FRAGMENTO DEL DOCUMENTO:
En la Homilía, Bergoglio recordó que en las escrituras "se nos recuerda que el Señor sostiene a los forasteros, así como a las viudas y a los huérfanos del pueblo".
"Los forasteros, las viudas y los huérfanos son los que carecen de derechos, los excluidos, los marginados, por quienes el Señor muestra una particular solicitud. Por esta razón, Dios les pide a los israelitas que les
presten una especial atención", añadió.
Homilía del Papa
En el Salmo Responsorial se nos recuerda que el Señor sostiene a los forasteros, así como a las viudas y a los huérfanos del pueblo. El salmista menciona de forma explícita aquellas categorías que son especialmente vulnerables, a menudo olvidadas y expuestas a abusos. Los forasteros, las viudas y los huérfanos son los que carecen de derechos, los excluidos, los marginados, por quienes el Señor muestra una particular solicitud. Por esta razón, Dios les pide a los israelitas que les presten una especial atención.
En el libro del Éxodo, el Señor advierte al pueblo de no maltratar de ningún modo a las viudas y a los huérfanos, porque Él escucha su clamor (cf. 22,23). La misma admonición se repite dos veces en el Deuteronomio (cf. 24,17; 27,19), incluyendo a los extranjeros entre las categorías protegidas. La razón de esta advertencia se explica claramente en el mismo libro: el Dios de Israel es Aquel que «hace justicia al huérfano y a la viuda, y que ama al emigrante, dándole pan y vestido» (10,18). Esta preocupación amorosa por los menos favorecidos se presenta como un rasgo distintivo del Dios de Israel, y también se le requiere, como un deber moral, a todos los que quieran pertenecer a su pueblo.
Por eso debemos prestar especial atención a los forasteros, como también a las viudas, a los huérfanos y a todos los que son descartados en nuestros días. En el Mensaje para esta 105 Jornada Mundial del Migrante y del Refugiado, el lema se repite como un estribillo: “No se trata sólo de migrantes”. Y es verdad: no se trata sólo de forasteros, se trata de todos los habitantes de las periferias existenciales que, junto con los migrantes y los refugiados, son víctimas de la cultura del descarte. El Señor nos pide que pongamos en práctica la caridad hacia ellos; nos pide que restauremos su humanidad, a la vez que la nuestra, sin excluir a nadie, sin dejar a nadie afuera.

DATOS SIN PROCESAR:

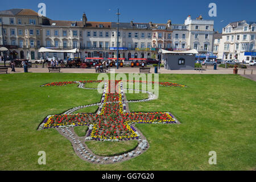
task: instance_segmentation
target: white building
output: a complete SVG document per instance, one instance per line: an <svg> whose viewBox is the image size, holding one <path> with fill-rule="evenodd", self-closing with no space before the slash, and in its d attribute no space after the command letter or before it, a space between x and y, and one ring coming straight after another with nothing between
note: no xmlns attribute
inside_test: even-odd
<svg viewBox="0 0 256 182"><path fill-rule="evenodd" d="M221 38L214 39L214 52L217 52L218 58L225 60L248 63L255 60L255 29L256 22L242 20L229 23L222 28Z"/></svg>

QUÉ SE PIDE:
Escribe la continuación del texto sobre la homilía del Papa, comenzando después de su última oración.

RESPUESTA:
Pero, junto con el ejercicio de la caridad, el Señor nos pide que reflexionemos sobre las injusticias que generan exclusión, en particular sobre los privilegios de unos pocos, que perjudican a muchos otros cuando perduran. «El mundo actual es cada día más elitista y cruel con los excluidos. Los países en vías de desarrollo siguen agotando sus mejores recursos naturales y humanos en beneficio de unos pocos mercados privilegiados. Las guerras afectan sólo a algunas regiones del mundo; sin embargo, la fabricación de armas y su venta se lleva a cabo en otras regiones, que luego no quieren hacerse cargo de los refugiados que dichos conflictos generan. Quienes padecen las consecuencias son siempre los pequeños, los pobres, los más vulnerables, a quienes se les impide sentarse a la mesa y se les deja sólo las “migajas” del banquete» (Mensaje para la 105 Jornada Mundial del Migrante y del Refugiado).
Así se entienden las duras palabras del profeta Amós, proclamadas en la primera lectura (6,1.4-7). ¡Ay de los que viven despreocupadamente y buscando placer en Sion, que no se preocupan por la ruina del pueblo de Dios, que sin embargo está a la vista de todos! No se dan cuenta de la ruina de Israel, porque están demasiado ocupados asegurándose una buena vida, alimentos exquisitos y bebidas refinadas. Sorprende ver cómo, después de 28 siglos, estas advertencias conservan toda su actualidad. De hecho, también hoy día la «cultura del bienestar [...] nos lleva a pensar en nosotros mismos, nos hace insensibles al grito de los otros, [...] lleva a la indiferencia hacia los otros, o mejor, lleva a la globalización de la indiferencia» (Homilía en Lampedusa, 8 julio 2013).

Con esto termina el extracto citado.